**TASKS TO CARRY OUT**
- 1) In the passage about Galle Face Green, repeat word for word the part starting with "The Galle Face Green was" and going on through "Ports and Shipping.".
- 2) Using the passage about Galle Face Green, explain in one to three sentences why protesters set up a camp there in 2022.
- 3) According to the passage about Galle Face Green, in what year did the Sri Lanka Ports Authority take over managing the park?

Radio Ceylon and subsequently the Sri Lanka Broadcasting Corporation, the oldest radio station in South Asia, has recorded many programs here from their outside broadcast input in the 1950s and 1960s.

The Galle Face Green was administered and maintained by the Urban Development Authority of Sri Lanka until 2014 when the management was transferred to the Sri Lanka Ports Authority. Since 2016 the park is being maintained by Sri Lanka Port Management and Consultancy Services, a government-owned entity operated under the Ministry of Ports and Shipping.

On 25 December 2016 it hosted the world's tallest artificial Christmas tree.

== Occupation of Galle Face Green by protestors ==

Galle Face Green was converted into a temporary protest camp by Sri Lankan protestors during 2022 Sri Lankan protests who were demanding President Gotabaya Rajapaksa resign due to the 2019–present Sri Lankan economic crisis. They occupied the Galle Face Green on 9 April 2022 and set up the protest camp. The camp had all the basic requirements including food, water, toilets, medical facilities and included a lending library.

During the Black Monday attacks on protestors, the temporary protest camps in Galle Face Green was attacked by pro-Rajapaksa partisans of Sri Lanka Podujana Peramuna, at least 8 protesters died and 100 protesters were injured.

**SOURCE DATA**
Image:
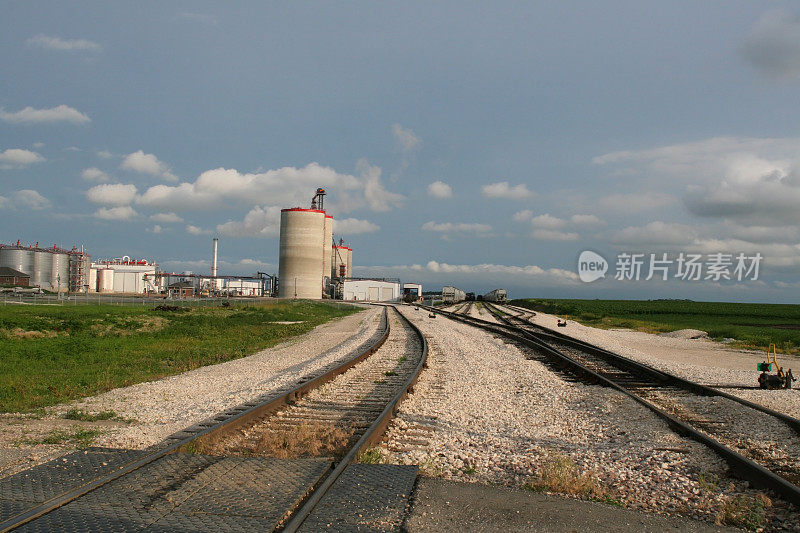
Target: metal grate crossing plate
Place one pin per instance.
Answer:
(186, 492)
(365, 498)
(43, 482)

**EXERCISE ANSWERS**
- 1)
The Galle Face Green was administered and maintained by the Urban Development Authority of Sri Lanka until 2014 when the management was transferred to the Sri Lanka Ports Authority. Since 2016 the park is being maintained by Sri Lanka Port Management and Consultancy Services, a government-owned entity operated under the Ministry of Ports and Shipping.

- 2) During the 2022 Sri Lankan protests, protesters turned Galle Face Green into a temporary camp to demand that President Gotabaya Rajapaksa resign. They wanted him out because of the Sri Lankan economic crisis that began in 2019.

- 3) 2014